## DIRECTION 1
Answer these questions about the first-week instructions.
(a) On which days will class time go to these first-week tasks?
(b) What should students email once their blog is running?
(c) What post does a new blog have at first?
## DIRECTION 2
Convert the stretch of entries from the line containing "point: the red kidney bean in this photo" through the line containing "(1208, 109)" into a numbered list, skipping any blank lines. Include only those lines.

** Start TEXT EXTRACT **

There are a number of things that you need to do this first week to get everything going smoothly.  You will be spending class time on Monday and Wednesday doing this so I will try to list everything here!

1. Your blog

  • One of the first things you will be doing is getting your own personal wordpress blog set up as you will be using it to record the work you do throughout this course. Almost all of your assessments, apart from the practical aspect of your final project, will be done through your blog posts so the quicker you become familiar with using them the easier for you!
  • Once you have got your blog up and running, please email me the url and I will add it to the sidebar here so that the rest of the class, as well as Belma and I, can keep up with what you are doing. Instructions for setting up your blog can be found by following the link in the sidebar and help will be available in class.
  • As new blogs are always a bit sad looking –  with just a hello world post! – I would like you to write a few short paragraphs that answer the following questions and put them on your blog as your post for the first week.
    • What is a virtual world?
    • What do you find interesting about virtual worlds?
    • How important do you think virtual worlds are now?
    • How important do you think virtual worlds will be in 5-10 years?

** End TEXT EXTRACT **
** Start ENTRIES PROVIDED **

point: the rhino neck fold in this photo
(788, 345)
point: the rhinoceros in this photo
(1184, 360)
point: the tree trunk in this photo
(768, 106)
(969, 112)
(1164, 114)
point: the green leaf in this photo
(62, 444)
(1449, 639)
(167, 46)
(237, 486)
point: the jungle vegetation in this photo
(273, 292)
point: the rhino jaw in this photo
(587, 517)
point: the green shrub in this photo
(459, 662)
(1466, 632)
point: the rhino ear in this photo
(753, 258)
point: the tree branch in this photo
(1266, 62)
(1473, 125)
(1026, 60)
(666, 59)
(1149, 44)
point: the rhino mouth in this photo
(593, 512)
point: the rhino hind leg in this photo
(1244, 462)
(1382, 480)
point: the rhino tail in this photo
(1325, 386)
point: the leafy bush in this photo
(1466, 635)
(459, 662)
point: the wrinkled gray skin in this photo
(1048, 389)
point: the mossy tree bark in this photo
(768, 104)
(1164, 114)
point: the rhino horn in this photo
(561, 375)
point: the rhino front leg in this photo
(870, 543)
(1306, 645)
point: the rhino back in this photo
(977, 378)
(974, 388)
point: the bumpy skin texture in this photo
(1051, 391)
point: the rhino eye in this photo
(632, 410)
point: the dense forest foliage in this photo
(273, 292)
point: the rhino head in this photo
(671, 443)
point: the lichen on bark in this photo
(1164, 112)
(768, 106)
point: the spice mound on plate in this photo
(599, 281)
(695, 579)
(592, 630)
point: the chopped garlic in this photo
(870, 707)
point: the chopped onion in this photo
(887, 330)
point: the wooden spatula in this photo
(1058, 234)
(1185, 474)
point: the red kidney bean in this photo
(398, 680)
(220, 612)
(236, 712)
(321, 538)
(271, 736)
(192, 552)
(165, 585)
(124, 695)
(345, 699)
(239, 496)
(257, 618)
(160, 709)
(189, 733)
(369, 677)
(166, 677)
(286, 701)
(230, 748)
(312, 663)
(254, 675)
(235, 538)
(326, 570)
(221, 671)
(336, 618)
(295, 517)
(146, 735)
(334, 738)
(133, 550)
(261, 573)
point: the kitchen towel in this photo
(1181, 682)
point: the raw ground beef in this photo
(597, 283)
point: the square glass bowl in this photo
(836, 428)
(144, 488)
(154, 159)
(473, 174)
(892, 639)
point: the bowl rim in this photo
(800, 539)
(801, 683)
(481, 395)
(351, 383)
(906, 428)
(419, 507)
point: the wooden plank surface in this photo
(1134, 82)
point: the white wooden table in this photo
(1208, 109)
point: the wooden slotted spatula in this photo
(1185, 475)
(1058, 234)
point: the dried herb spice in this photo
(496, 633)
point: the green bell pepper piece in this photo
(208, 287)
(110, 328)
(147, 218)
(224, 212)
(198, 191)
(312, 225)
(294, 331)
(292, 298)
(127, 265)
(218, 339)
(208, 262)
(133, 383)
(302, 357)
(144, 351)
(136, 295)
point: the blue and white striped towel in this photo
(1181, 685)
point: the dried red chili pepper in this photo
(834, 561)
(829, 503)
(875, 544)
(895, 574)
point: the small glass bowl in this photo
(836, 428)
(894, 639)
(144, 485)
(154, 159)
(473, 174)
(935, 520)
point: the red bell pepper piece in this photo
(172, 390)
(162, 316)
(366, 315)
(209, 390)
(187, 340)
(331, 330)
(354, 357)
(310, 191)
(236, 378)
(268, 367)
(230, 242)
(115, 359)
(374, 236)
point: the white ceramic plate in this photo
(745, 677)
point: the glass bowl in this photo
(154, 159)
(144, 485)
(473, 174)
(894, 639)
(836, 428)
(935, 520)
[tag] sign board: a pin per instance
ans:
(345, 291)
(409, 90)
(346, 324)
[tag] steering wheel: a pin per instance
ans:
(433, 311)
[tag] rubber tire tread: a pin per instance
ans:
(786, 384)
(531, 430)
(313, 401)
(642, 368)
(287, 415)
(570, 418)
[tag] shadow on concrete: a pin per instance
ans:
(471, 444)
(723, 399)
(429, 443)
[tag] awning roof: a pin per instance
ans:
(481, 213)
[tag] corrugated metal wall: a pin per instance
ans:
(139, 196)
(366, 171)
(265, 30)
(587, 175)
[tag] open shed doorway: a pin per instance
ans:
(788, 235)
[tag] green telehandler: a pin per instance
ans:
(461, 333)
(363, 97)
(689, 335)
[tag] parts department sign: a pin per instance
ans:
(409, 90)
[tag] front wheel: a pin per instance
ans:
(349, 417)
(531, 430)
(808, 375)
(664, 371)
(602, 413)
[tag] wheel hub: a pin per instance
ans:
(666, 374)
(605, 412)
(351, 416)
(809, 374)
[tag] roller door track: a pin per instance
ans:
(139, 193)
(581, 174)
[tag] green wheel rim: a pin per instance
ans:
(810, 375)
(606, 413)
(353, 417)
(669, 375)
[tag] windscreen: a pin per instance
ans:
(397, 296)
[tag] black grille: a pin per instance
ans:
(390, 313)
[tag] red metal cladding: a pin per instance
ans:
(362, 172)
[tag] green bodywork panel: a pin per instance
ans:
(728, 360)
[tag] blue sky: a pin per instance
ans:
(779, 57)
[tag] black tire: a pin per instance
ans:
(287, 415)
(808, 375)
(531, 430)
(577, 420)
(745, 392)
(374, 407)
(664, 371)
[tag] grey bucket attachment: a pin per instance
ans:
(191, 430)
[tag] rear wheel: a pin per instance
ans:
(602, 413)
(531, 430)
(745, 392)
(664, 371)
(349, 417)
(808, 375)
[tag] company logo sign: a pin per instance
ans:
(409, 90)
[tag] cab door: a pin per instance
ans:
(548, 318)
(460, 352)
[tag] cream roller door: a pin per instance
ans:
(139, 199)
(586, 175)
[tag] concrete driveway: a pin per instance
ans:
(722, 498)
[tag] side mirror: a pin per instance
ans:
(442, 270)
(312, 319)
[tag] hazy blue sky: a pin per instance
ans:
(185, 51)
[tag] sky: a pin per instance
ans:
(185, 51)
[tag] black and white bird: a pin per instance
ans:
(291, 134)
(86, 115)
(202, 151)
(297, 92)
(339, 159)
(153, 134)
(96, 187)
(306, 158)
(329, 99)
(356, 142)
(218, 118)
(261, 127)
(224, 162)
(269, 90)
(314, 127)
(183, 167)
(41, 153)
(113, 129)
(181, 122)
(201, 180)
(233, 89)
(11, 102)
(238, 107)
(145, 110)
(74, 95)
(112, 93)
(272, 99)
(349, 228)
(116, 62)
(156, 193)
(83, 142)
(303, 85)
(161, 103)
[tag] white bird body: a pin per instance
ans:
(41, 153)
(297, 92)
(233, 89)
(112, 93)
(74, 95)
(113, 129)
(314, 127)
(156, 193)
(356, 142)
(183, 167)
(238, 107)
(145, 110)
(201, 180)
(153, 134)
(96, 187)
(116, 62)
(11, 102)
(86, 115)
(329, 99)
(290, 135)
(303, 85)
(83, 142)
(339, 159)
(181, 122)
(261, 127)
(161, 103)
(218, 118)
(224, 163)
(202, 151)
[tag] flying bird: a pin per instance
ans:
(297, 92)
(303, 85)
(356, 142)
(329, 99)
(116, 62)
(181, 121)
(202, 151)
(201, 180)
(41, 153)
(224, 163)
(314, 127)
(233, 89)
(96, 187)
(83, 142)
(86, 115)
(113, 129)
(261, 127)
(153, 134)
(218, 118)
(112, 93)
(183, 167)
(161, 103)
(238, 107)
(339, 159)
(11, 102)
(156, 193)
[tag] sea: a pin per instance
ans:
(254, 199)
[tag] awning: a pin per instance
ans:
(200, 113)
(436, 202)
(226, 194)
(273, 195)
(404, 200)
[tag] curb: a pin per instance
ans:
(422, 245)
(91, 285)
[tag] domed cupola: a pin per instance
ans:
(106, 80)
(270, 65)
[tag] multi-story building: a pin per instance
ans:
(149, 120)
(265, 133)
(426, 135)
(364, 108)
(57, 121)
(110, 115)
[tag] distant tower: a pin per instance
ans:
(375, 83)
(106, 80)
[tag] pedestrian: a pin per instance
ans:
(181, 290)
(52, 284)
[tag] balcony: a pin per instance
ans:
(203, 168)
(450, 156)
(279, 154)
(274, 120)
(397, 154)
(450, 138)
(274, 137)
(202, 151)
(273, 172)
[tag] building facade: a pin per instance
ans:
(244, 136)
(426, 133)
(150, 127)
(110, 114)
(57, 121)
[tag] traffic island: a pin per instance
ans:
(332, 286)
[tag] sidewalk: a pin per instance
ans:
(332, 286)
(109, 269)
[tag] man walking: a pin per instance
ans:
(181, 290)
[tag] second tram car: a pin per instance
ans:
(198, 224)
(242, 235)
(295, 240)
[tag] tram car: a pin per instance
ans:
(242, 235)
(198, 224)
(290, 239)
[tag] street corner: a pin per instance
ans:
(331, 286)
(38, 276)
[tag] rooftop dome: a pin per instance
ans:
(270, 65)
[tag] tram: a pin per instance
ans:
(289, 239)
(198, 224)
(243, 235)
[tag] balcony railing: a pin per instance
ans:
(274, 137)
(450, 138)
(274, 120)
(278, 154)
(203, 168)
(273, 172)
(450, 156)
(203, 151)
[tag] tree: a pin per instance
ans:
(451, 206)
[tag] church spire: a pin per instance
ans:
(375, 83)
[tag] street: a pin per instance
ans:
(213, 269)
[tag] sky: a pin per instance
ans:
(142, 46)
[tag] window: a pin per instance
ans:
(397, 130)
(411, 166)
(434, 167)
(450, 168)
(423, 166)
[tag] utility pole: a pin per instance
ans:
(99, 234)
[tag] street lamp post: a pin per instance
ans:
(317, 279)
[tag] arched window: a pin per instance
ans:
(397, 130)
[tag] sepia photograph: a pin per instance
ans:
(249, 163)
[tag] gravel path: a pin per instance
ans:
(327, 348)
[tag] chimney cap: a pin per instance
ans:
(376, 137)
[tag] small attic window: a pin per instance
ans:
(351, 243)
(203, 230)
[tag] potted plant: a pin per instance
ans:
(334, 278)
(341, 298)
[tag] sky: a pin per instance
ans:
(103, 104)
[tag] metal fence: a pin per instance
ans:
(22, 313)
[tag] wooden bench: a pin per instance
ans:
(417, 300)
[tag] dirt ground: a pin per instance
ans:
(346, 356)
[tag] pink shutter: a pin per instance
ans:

** End ENTRIES PROVIDED **

## CORRECT RESPONSE 1
(a) Monday and Wednesday.
(b) The URL of their blog.
(c) A hello world post.

## CORRECT RESPONSE 2
1. point: the red kidney bean in this photo
2. (398, 680)
3. (220, 612)
4. (236, 712)
5. (321, 538)
6. (271, 736)
7. (192, 552)
8. (165, 585)
9. (124, 695)
10. (345, 699)
11. (239, 496)
12. (257, 618)
13. (160, 709)
14. (189, 733)
15. (369, 677)
16. (166, 677)
17. (286, 701)
18. (230, 748)
19. (312, 663)
20. (254, 675)
21. (235, 538)
22. (326, 570)
23. (221, 671)
24. (336, 618)
25. (295, 517)
26. (146, 735)
27. (334, 738)
28. (133, 550)
29. (261, 573)
30. point: the kitchen towel in this photo
31. (1181, 682)
32. point: the raw ground beef in this photo
33. (597, 283)
34. point: the square glass bowl in this photo
35. (836, 428)
36. (144, 488)
37. (154, 159)
38. (473, 174)
39. (892, 639)
40. point: the bowl rim in this photo
41. (800, 539)
42. (801, 683)
43. (481, 395)
44. (351, 383)
45. (906, 428)
46. (419, 507)
47. point: the wooden plank surface in this photo
48. (1134, 82)
49. point: the white wooden table in this photo
50. (1208, 109)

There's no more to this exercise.